_REQUIRED ACTIONS_:
**1.** According to the post on URI and the WHATWG url spec, how many corporations own and control the WHATWG specification?
**2.** Rewrite the part of the post on URI and the WHATWG url spec starting at "It would help" and ending at "some standard form.", putting "layered" in place of "hierarchical".
**3.** Extend the post on URI and the WHATWG url spec, picking up after its last sentence.

_TEXT EXTRACT_:
#####
It would help immensely if people would just use a common terminology
of references and addresses.

What URI (RFC3986) defines is a standard naming format that uses
hierarchical name delegation to cover the entire Internet with identifiers.
URL is just another name for URI. It's uniform and restricted to what
will interoperate, like the postal code addresses, and like postal regulations
this doesn't prevent people from using non-standard references that
can be reinterpreted into some standard form.

URI has one appendix that defines how to parse any reference into the
common components (even when the characters are not allowed in the
standard URI grammar). That's what most implementations interop upon.

The WHATWG url spec defines a set of rules for interpreting references
and placing them in a url data structure within browser memory. url != URL.
href != URL. The spec says that this is somehow replacing URI, but it isn't
even defining the same thing. The algorithms are designed to support
1997-era browser compatibility (even when there is no desire for that).

The WHATWG spec uses the same name for (last I checked) five different
concepts with five different sets of rules associated with them, each of
which are very important for browser consistency. The specification is
owned and controlled by four corporations, but isn't fully implemented
by any of them. It aspires to be implemented.

These specs could easily exist in harmony if WHATWG would stop
insisting it is defining the URL standard and instead define an HTML
href standard that makes sense for HTML processors. The deviations
are mostly due to the variances in constructing/interpreting references
that are generated via forms, javascript, etc. Well, that and the i18n
hostname processing that keeps changing in weird ways. None of
that impacts the interoperability of URIs.

There are other specs that have been implemented (XML, IRN, URN, etc.)
that also exist, with their own fundamental flaws, that have tried to fix
the perceived limitations of URI by changing the identifiers, but not
actually recognizing that references >> identifiers. Anyway, they exist,
the world has changed several times over, and the URI spec still only
deals with the interoperable standard address, not how to make every
possible reference into a valid URI.
#####
_RECORD LIST_:
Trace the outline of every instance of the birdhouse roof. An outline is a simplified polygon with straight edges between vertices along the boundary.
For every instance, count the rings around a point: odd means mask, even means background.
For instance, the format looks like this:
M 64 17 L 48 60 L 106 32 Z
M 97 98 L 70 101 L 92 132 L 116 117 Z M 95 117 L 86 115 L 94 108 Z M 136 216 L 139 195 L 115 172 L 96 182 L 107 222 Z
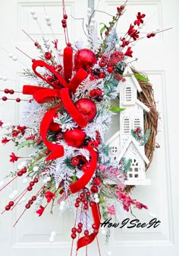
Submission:
M 123 74 L 124 75 L 127 75 L 127 73 L 130 74 L 130 75 L 133 74 L 133 72 L 132 72 L 130 67 L 128 66 L 126 66 L 126 68 L 125 68 Z M 139 84 L 138 81 L 137 80 L 137 78 L 135 78 L 135 76 L 134 75 L 131 75 L 130 78 L 133 80 L 134 85 L 136 85 L 136 88 L 137 88 L 137 91 L 139 92 L 141 92 L 143 90 L 142 90 L 141 87 L 140 86 L 140 84 Z
M 127 142 L 126 142 L 124 149 L 122 149 L 122 151 L 121 152 L 118 160 L 120 161 L 121 159 L 121 158 L 124 155 L 125 152 L 127 152 L 130 143 L 133 143 L 133 145 L 135 146 L 136 149 L 137 149 L 137 151 L 139 152 L 140 155 L 142 156 L 142 158 L 143 158 L 143 160 L 145 161 L 145 162 L 148 165 L 149 163 L 149 160 L 147 158 L 147 157 L 146 156 L 145 153 L 143 151 L 143 149 L 139 146 L 139 144 L 137 143 L 137 142 L 136 141 L 136 139 L 132 137 L 130 138 Z

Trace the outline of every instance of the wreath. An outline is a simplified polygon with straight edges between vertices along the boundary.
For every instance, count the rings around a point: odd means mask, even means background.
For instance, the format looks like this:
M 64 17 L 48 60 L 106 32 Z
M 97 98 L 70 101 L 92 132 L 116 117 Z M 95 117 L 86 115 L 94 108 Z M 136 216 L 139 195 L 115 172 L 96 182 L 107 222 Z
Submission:
M 112 157 L 110 146 L 105 142 L 112 115 L 124 110 L 111 106 L 111 100 L 118 97 L 126 81 L 124 71 L 130 67 L 130 75 L 137 79 L 142 88 L 137 98 L 150 110 L 144 113 L 144 130 L 139 126 L 130 131 L 137 143 L 145 145 L 149 159 L 146 169 L 157 146 L 159 114 L 152 87 L 147 77 L 130 64 L 130 59 L 133 58 L 130 44 L 141 39 L 138 28 L 146 15 L 138 12 L 126 34 L 119 37 L 116 24 L 125 8 L 126 3 L 117 8 L 109 24 L 102 24 L 100 35 L 94 19 L 95 11 L 88 10 L 87 48 L 80 40 L 73 44 L 69 42 L 68 17 L 63 2 L 61 25 L 66 46 L 62 54 L 58 40 L 50 43 L 43 38 L 42 46 L 24 31 L 40 56 L 38 59 L 32 59 L 32 69 L 24 69 L 28 84 L 23 86 L 21 92 L 29 98 L 14 98 L 17 103 L 27 101 L 20 124 L 0 122 L 1 127 L 7 130 L 2 143 L 14 143 L 18 149 L 17 154 L 11 152 L 10 162 L 20 162 L 14 172 L 7 174 L 7 178 L 11 179 L 6 184 L 1 182 L 0 191 L 17 178 L 27 176 L 24 180 L 28 182 L 20 194 L 14 191 L 2 213 L 15 208 L 29 194 L 24 210 L 14 226 L 35 203 L 39 216 L 45 210 L 52 212 L 56 204 L 61 212 L 70 208 L 75 213 L 71 251 L 74 239 L 78 250 L 97 238 L 102 219 L 112 216 L 120 218 L 123 211 L 128 212 L 132 206 L 148 209 L 129 196 L 133 187 L 126 186 L 125 181 L 130 159 Z M 30 12 L 36 20 L 36 12 Z M 46 20 L 51 27 L 50 18 L 46 17 Z M 149 33 L 146 37 L 152 38 L 160 32 Z M 6 94 L 2 98 L 4 101 L 10 100 L 7 94 L 17 92 L 8 88 L 3 91 Z M 26 147 L 32 149 L 27 156 L 20 152 Z M 34 187 L 37 189 L 36 193 Z M 108 239 L 108 231 L 102 232 Z M 52 232 L 50 242 L 54 241 L 55 235 L 55 232 Z

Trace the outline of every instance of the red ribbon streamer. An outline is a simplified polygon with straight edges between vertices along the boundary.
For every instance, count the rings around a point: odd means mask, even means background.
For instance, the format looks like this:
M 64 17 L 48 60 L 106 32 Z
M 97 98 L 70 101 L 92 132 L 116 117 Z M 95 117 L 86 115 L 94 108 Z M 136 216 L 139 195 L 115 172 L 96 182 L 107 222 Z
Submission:
M 70 116 L 73 118 L 74 121 L 77 123 L 80 127 L 85 127 L 87 124 L 87 121 L 80 114 L 78 110 L 75 107 L 73 101 L 69 95 L 69 90 L 64 88 L 61 90 L 61 98 L 63 101 L 64 108 L 68 112 Z
M 65 47 L 64 50 L 64 75 L 66 81 L 69 81 L 73 70 L 73 49 Z
M 58 79 L 57 83 L 55 84 L 52 82 L 49 82 L 44 76 L 42 76 L 42 75 L 36 72 L 36 68 L 37 67 L 45 67 L 48 70 L 49 70 L 57 78 L 57 79 Z M 66 87 L 66 88 L 68 87 L 68 83 L 64 79 L 64 78 L 59 73 L 58 73 L 58 72 L 55 71 L 55 68 L 52 66 L 49 66 L 49 64 L 47 64 L 44 61 L 42 61 L 42 60 L 35 60 L 33 63 L 32 68 L 33 68 L 33 70 L 34 73 L 37 76 L 39 76 L 43 81 L 46 81 L 46 82 L 47 82 L 49 85 L 52 85 L 55 89 L 60 89 L 61 88 L 61 85 L 63 87 Z
M 100 227 L 100 220 L 101 220 L 101 215 L 99 213 L 99 204 L 93 202 L 94 204 L 93 205 L 93 206 L 91 206 L 91 210 L 92 210 L 92 214 L 93 214 L 93 220 L 94 220 L 94 223 L 96 225 L 96 229 L 99 230 L 99 227 Z M 92 243 L 94 239 L 96 238 L 97 234 L 95 233 L 92 233 L 90 235 L 87 236 L 88 240 L 86 241 L 86 236 L 83 236 L 81 237 L 80 239 L 77 240 L 77 250 L 80 249 L 80 248 L 83 247 L 83 246 L 86 246 L 88 245 L 90 245 L 90 243 Z
M 89 183 L 97 166 L 97 153 L 94 149 L 89 149 L 88 147 L 83 148 L 87 149 L 91 155 L 91 159 L 89 162 L 90 166 L 79 180 L 70 184 L 70 190 L 73 194 L 80 191 Z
#####
_OUTPUTS_:
**1.** Four corporations.

**2.**
It would help immensely if people would just use a common terminology
of references and addresses.

What URI (RFC3986) defines is a standard naming format that uses
layered name delegation to cover the entire Internet with identifiers.
URL is just another name for URI. It's uniform and restricted to what
will interoperate, like the postal code addresses, and like postal regulations
this doesn't prevent people from using non-standard references that
can be reinterpreted into some standard form.

**3.**
I could write a spec that formally defines Hypertext References
(and whatever other updates are needed for 3986) for the Internet.
Actually, I started to do that and stopped to revise HTTP instead.
It's not an easy thing to do, mostly because everyone wants a little
thing done and there's a lot of people wanting (for a very long time).
The hard part is resisting temptation.

I would not do so at the WHATWG. This is not because I am somehow
antagonistic to WHATWG folks; it's because I find it unethical to take
a public standard and place it under the ownership of four companies
that have shown no interest in supporting the needs of the entire
Web/Internet, even if I like those companies, use their products, and
enjoy working with their employees to make the IETF standards better.

This is not my fault, not a fault in the IETF process, nor any attempt
to "go political" on WHATWG: it's a fact of "https://whatwg.org/policies"
which was entirely and artfully created by those companies even
though they were (and are) fully capable of participating in nonprofits
like the rest of us. Power corrupts. I am happy to work with those same
people within the IETF framework, where they can participate as
individuals and not have veto power over the resulting spec.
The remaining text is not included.